Copy the records from their start up to and including the line with "positive clicks: (2346, 257) (2478, 298)", changing every "rough mask" to "draft mask" and leaving all else unchanged.

******

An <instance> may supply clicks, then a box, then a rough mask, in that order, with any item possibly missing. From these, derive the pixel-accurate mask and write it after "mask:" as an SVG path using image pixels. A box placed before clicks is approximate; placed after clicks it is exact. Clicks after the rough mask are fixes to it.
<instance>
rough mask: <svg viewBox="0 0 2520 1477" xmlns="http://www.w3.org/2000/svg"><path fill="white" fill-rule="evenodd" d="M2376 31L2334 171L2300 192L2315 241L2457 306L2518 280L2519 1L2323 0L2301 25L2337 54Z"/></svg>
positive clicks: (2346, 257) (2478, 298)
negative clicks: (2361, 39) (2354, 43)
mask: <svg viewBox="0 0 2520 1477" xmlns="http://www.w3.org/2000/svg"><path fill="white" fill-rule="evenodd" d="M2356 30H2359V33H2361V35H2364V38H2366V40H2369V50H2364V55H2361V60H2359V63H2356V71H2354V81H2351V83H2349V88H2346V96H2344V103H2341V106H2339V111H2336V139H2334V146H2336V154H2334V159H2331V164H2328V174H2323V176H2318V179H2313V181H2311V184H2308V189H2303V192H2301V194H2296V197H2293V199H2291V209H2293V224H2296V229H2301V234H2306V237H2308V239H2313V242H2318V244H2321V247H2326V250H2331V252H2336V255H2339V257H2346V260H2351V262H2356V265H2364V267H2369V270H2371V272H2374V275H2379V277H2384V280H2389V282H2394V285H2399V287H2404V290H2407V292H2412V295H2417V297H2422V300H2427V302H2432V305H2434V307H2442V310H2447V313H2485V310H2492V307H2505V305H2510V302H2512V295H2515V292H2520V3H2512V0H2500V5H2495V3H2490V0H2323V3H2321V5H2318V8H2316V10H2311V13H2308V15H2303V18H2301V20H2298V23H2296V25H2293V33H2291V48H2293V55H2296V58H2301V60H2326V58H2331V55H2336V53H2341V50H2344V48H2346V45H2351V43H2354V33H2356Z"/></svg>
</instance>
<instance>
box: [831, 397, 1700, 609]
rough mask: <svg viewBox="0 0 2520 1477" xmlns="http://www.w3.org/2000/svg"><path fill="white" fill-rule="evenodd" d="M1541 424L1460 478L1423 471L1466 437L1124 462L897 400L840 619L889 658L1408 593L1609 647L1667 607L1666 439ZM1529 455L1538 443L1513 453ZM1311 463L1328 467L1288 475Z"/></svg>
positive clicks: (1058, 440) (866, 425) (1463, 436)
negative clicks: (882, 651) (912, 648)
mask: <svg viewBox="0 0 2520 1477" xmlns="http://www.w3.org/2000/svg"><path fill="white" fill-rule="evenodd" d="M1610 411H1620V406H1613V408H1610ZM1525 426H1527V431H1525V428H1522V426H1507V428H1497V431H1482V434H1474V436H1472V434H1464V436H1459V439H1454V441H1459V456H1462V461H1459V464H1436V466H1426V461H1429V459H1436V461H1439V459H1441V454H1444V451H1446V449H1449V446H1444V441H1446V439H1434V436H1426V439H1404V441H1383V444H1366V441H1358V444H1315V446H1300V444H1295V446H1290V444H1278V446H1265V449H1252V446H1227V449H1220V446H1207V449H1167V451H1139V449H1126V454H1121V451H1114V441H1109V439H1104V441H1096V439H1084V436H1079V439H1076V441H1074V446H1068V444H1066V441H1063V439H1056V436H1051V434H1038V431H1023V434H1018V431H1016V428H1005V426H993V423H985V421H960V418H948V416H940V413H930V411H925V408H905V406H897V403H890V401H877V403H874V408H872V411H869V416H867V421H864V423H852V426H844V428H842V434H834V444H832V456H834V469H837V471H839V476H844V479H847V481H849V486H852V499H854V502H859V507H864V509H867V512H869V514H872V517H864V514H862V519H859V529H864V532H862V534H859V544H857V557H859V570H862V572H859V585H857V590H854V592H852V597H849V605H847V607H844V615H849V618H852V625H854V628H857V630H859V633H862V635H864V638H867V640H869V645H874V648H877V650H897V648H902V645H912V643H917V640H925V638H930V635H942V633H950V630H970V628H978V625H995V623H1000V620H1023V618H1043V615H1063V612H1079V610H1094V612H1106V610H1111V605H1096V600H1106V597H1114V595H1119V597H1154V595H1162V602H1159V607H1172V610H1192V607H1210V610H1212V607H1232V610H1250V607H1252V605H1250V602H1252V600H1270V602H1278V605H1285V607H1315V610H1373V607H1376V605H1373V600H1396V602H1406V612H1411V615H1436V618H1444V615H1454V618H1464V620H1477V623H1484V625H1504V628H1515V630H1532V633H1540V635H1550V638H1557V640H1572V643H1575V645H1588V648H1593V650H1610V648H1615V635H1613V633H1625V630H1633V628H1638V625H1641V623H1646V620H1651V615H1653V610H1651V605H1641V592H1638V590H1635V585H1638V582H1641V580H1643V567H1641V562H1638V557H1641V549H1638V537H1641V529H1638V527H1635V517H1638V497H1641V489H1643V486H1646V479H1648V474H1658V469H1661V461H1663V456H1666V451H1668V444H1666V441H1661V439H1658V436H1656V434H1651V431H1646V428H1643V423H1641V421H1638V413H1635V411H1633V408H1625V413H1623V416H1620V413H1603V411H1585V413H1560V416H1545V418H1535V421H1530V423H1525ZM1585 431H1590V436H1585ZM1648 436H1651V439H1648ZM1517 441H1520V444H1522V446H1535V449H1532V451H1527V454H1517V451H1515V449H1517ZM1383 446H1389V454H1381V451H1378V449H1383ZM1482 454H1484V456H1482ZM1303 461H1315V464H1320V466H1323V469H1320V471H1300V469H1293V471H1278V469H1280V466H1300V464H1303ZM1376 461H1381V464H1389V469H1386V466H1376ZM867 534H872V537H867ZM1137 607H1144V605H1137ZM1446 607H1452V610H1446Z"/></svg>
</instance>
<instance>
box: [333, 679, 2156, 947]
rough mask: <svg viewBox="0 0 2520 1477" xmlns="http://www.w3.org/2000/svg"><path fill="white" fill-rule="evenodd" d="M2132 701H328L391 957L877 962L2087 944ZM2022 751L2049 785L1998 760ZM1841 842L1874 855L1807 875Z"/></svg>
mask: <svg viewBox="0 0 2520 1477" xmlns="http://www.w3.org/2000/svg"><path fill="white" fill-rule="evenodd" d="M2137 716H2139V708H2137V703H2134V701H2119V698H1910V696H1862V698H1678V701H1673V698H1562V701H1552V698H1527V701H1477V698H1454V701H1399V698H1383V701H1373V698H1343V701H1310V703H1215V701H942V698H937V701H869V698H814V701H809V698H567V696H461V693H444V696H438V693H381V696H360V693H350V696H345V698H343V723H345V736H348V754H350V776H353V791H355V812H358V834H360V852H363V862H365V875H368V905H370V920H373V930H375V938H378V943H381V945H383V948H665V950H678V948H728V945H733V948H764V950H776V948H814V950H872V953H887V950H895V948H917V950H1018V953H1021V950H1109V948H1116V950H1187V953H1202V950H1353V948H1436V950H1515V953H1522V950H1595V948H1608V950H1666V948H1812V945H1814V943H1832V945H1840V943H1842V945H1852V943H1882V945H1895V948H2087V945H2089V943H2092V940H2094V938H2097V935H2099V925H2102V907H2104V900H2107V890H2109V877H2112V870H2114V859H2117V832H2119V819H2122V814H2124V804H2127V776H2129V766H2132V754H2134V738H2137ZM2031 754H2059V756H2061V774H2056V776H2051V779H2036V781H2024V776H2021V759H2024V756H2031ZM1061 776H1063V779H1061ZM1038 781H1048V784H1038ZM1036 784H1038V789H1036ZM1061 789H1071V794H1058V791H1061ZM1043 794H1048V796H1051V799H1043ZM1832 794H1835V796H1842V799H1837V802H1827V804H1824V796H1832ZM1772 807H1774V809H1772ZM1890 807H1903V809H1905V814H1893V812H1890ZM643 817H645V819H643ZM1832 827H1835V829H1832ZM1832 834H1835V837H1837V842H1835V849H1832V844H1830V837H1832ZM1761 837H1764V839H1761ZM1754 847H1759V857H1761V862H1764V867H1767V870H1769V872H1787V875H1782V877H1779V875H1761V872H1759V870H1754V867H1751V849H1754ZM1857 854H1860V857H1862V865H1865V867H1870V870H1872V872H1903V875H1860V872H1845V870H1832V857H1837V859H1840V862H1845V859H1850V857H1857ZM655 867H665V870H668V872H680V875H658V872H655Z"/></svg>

******

(Answer to the exercise)
An <instance> may supply clicks, then a box, then a draft mask, in that order, with any item possibly missing. From these, derive the pixel-accurate mask and write it after "mask:" as an SVG path using image pixels. A box placed before clicks is approximate; placed after clicks it is exact. Clicks after the draft mask are fixes to it.
<instance>
draft mask: <svg viewBox="0 0 2520 1477" xmlns="http://www.w3.org/2000/svg"><path fill="white" fill-rule="evenodd" d="M2376 31L2334 171L2300 192L2315 241L2457 306L2518 280L2519 1L2323 0L2301 25L2337 54Z"/></svg>
positive clicks: (2346, 257) (2478, 298)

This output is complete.